──────── Text excerpt

Kids are expensive in any circumstance, but when you are new to recovery, the costs can stack up quickly, especially when added to the cost of treatment, debt related to active addiction, and the day-to-day expenses that come with getting set up in your new sober life.
Parenting in Recovery
The good news is that there are a lot of hacks you can employ to keep costs down and still make sure that your kids have everything they need and you can cover the costs of life in recovery. Here are just a few to get you started:
Choose small and safe. Your living expenses should be the largest item in your budget, and often, price correlates with safety. Because you have kids, it is essential to choose where you will live based on the quality of public schools and the safety of the area, and when you are on a tight budget, this generally means small. Small children and kids of the same gender can share a room, and if necessary, it may make sense for you to sleep on the couch until you can save up enough to move into a larger place.
- Seek out hand-me-downs. Kids go through clothes so fast that used versions are often in great shape. You can find high-quality items for far less than you would pay for brand-new items of lesser quality. Find the best consignment shops near you or look for “lots” of clothes in your child’s size on eBay. While you’re at it, take a look at what is available for you as well.
- Thrift it up. Thrift stores are a great place to find used clothes, but they are also a great place to find used toys, books, and movies for kids. Additionally, you can find housewares, furniture, and other items you will need as you set up your household.

────────────────

• _Work request 1_
Answer these questions using the recovery parenting text:
(a) Which expense should be the largest item in your budget?
(b) On which website can you look for "lots" of clothes in your child's size?
(c) Besides clothes, what used items for kids can thrift stores offer?
• _Work request 2_
Copy the part of the recovery parenting text that begins with "- Seek out hand-me-downs." and ends with "you as well.", but swap "consignment shops" for "secondhand stores".

──────── Record excerpts

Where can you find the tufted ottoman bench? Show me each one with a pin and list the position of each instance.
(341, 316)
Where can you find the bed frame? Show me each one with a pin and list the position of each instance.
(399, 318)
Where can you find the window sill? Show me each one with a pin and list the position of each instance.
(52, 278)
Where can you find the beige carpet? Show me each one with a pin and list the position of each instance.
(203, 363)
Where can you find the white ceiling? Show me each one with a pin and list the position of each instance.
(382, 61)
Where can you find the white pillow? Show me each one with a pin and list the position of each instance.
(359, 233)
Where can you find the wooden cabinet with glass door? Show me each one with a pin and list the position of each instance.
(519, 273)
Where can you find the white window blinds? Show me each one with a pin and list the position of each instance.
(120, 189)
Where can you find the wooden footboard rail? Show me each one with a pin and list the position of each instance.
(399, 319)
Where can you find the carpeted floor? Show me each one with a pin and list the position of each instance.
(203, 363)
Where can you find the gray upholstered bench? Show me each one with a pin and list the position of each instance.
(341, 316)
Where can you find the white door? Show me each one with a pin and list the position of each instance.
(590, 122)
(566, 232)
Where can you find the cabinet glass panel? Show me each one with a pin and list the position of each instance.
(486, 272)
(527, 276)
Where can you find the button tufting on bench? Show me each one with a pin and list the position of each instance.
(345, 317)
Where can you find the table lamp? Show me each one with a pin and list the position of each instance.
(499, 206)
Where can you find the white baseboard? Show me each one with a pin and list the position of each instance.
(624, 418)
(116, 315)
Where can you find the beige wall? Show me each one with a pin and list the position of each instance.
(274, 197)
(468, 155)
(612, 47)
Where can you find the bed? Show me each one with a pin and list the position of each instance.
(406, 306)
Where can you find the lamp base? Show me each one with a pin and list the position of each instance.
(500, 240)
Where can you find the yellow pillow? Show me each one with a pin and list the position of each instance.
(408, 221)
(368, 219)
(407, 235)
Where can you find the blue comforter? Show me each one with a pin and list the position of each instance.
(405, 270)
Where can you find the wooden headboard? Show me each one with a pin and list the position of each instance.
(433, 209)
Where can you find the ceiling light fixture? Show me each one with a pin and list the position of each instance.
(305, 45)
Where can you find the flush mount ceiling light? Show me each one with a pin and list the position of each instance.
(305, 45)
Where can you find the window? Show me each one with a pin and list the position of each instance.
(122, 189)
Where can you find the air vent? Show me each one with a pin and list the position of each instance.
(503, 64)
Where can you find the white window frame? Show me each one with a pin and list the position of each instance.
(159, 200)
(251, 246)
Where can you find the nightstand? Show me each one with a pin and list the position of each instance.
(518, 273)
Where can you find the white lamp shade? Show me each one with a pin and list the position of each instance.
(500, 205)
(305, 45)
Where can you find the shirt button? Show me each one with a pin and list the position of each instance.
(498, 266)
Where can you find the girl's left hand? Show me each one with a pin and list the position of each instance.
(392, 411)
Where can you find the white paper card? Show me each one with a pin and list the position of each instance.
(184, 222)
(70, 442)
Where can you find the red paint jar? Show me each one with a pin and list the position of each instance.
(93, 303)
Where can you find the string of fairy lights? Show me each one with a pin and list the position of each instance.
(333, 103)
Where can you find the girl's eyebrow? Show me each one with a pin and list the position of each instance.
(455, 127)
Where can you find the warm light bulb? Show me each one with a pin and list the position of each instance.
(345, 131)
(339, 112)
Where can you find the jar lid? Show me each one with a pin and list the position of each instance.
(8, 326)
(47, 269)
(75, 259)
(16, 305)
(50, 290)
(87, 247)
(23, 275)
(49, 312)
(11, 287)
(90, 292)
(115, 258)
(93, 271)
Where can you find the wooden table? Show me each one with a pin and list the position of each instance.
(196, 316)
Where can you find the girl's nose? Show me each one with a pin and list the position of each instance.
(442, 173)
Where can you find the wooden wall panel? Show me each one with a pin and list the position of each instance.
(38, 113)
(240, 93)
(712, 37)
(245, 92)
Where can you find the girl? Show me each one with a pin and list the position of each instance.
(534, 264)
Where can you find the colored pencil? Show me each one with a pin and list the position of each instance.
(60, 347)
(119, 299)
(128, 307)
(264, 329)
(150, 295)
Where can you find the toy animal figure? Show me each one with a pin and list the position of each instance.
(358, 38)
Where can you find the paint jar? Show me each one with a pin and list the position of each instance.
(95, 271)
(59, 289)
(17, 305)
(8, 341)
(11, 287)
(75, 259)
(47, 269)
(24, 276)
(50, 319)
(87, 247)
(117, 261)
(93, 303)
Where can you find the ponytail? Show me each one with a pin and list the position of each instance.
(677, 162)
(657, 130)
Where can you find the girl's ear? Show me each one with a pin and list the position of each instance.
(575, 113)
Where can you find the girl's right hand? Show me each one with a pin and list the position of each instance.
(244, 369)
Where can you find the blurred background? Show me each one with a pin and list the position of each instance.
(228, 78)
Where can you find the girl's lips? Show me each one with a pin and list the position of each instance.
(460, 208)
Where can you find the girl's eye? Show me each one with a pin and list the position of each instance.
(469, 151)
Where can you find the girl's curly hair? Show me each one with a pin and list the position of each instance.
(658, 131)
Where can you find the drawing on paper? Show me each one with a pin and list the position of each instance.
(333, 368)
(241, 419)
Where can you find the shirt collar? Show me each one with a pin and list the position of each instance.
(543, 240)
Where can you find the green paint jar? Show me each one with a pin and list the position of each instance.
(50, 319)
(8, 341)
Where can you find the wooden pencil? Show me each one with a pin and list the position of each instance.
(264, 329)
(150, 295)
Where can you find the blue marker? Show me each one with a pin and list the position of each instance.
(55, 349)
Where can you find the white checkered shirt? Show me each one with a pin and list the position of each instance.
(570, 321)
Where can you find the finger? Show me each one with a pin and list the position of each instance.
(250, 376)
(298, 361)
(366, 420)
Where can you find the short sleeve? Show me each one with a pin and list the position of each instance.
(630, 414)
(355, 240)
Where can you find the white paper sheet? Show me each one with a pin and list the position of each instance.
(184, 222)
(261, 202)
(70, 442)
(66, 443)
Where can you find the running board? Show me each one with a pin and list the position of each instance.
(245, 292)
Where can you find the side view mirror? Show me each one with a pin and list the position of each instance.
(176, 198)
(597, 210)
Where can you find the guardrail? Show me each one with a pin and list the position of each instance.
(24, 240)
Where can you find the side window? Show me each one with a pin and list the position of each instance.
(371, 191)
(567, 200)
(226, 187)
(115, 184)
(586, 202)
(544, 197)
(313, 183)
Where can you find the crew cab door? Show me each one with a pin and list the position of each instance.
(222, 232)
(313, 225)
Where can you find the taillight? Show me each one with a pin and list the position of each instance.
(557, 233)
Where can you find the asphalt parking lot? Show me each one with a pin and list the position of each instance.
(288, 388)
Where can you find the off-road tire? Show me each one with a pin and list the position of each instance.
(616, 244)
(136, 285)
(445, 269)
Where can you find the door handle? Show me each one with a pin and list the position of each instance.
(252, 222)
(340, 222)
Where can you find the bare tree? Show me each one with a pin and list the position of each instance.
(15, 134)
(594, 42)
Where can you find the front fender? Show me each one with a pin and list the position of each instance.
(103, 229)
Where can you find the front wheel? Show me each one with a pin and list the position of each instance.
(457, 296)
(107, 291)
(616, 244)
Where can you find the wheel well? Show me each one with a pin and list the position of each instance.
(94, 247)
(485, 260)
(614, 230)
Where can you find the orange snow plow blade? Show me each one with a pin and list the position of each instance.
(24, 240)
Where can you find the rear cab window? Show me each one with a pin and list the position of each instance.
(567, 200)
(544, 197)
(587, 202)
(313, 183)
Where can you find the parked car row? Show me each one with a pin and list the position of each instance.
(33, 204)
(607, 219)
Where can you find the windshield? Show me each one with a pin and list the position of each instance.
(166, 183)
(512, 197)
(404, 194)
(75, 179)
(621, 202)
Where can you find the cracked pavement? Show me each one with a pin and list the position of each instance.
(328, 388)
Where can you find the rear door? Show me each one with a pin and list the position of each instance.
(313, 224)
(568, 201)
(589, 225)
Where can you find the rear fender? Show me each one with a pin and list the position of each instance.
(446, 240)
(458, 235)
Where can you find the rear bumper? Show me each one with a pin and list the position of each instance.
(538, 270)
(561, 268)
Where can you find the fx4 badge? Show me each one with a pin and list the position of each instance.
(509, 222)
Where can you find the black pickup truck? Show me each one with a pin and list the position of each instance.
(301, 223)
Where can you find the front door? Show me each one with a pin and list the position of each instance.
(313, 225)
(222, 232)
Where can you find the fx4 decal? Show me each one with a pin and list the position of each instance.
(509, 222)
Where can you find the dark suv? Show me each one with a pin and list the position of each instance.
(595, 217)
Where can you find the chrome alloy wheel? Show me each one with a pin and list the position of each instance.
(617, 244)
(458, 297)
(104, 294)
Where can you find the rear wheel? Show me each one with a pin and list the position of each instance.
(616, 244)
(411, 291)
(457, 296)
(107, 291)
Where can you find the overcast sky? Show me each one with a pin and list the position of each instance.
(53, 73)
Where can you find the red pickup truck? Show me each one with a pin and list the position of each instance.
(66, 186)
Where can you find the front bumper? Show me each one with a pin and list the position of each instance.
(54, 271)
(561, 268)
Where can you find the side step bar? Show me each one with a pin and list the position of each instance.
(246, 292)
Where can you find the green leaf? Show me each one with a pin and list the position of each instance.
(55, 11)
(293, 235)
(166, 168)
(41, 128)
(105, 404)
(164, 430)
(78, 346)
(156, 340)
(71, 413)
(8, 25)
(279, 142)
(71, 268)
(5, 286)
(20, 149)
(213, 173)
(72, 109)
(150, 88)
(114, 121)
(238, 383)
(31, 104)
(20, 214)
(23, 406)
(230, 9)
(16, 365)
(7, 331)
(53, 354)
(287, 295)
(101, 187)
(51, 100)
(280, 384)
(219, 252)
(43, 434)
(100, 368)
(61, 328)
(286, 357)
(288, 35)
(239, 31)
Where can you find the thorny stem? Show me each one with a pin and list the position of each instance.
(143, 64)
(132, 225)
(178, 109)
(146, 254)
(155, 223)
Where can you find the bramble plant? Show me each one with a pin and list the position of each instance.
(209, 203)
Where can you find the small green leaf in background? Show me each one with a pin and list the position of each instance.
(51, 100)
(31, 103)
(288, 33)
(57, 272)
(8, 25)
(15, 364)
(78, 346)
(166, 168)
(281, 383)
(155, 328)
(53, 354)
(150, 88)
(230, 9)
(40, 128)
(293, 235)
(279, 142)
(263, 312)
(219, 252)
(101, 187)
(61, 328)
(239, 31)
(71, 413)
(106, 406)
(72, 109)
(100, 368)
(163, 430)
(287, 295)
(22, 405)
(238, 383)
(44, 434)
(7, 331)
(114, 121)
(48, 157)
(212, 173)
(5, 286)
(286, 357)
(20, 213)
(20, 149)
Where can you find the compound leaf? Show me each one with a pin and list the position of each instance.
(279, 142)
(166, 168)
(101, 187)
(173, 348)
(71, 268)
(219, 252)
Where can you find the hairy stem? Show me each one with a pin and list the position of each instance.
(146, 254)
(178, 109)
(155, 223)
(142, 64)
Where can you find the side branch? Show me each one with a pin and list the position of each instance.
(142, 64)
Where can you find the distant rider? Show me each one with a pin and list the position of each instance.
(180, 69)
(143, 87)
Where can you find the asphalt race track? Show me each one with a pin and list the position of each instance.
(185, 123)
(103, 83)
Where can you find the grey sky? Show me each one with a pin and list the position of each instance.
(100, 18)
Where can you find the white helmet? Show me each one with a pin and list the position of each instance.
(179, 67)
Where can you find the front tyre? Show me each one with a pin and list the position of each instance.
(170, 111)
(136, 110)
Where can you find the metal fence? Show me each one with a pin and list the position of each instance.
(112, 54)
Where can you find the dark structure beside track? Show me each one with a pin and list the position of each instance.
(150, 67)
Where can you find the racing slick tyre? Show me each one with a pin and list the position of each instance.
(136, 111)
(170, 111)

────────────────

• _Your response 1_
(a) Your living expenses.
(b) eBay.
(c) Toys, books, and movies.

• _Your response 2_
- Seek out hand-me-downs. Kids go through clothes so fast that used versions are often in great shape. You can find high-quality items for far less than you would pay for brand-new items of lesser quality. Find the best secondhand stores near you or look for “lots” of clothes in your child’s size on eBay. While you’re at it, take a look at what is available for you as well.